[Excerpts from a dataset]
*** Begin section ***
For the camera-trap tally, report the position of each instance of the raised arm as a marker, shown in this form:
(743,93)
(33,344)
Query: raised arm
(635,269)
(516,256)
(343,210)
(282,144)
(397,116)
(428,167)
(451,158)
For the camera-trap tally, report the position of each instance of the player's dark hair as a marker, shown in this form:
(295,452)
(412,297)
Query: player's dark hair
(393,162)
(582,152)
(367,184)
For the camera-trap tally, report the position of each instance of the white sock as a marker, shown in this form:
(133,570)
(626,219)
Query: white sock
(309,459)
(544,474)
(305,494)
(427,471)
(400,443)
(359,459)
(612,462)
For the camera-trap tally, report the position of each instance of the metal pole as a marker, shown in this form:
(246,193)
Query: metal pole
*** End section ***
> [WORK REQUIRED]
Copy out every line of the records that the string "each" appears in.

> [YOUR RESPONSE]
For the camera-trap tally, report the position of each instance of the raised arm as a marker, shown in this form:
For the camera-trap tally, report the position of each instance of the player's dark hair as a marker, shown in this form:
For the camera-trap tally, report the position of each instance of the white sock as a marker, shown in this form:
For the camera-trap tally, report the position of each instance of the metal pole as a marker, shown in this form:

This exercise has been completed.